→ **DATA LINES**:
=-=-=-=-=

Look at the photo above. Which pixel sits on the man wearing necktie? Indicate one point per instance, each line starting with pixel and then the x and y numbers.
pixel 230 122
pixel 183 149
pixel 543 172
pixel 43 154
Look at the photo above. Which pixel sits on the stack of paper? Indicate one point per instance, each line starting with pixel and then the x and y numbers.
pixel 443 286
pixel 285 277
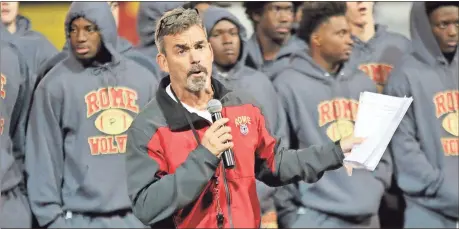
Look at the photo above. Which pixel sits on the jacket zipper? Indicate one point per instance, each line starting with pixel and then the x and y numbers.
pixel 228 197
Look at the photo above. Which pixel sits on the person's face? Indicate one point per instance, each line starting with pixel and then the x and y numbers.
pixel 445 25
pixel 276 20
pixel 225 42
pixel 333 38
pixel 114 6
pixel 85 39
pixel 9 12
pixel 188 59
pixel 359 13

=-=-=-=-=

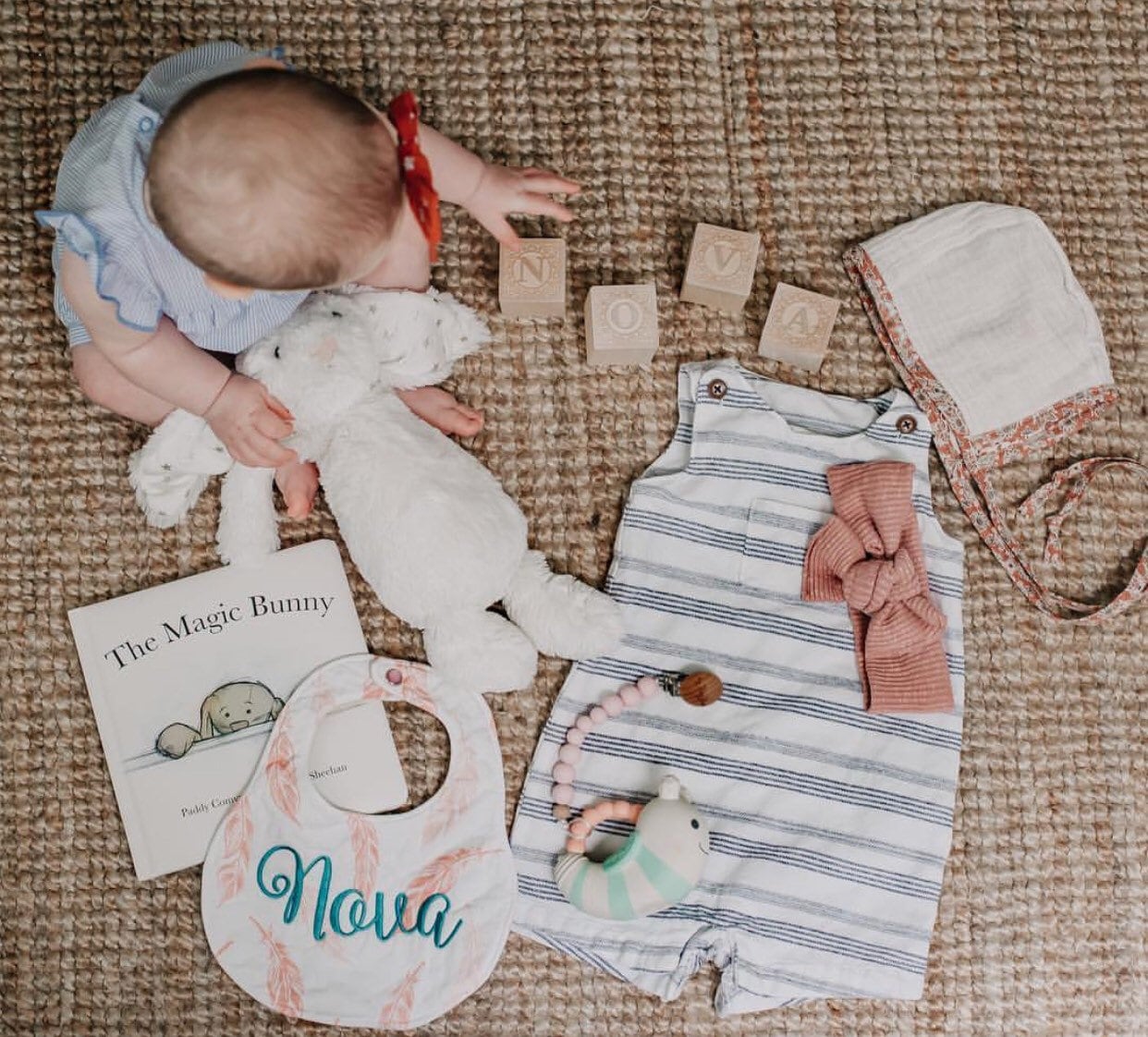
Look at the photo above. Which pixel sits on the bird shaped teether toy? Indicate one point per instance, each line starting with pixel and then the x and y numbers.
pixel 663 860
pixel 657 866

=-=-=-=-=

→ **AIM**:
Rewrite the lines starting at the one containing "Look at the photo above. Which pixel sits on the bird" and ending at the one containing "pixel 657 866", replacing "teether toy" with "rattle toy" and leaving everything else unchanged. Give only those lines.

→ **SOLUTION TO THIS TASK**:
Look at the photo above. Which pixel sits on the bird shaped rattle toy? Indicate one point per instance, each line starting with pixel and then the x and y numbers.
pixel 663 860
pixel 657 866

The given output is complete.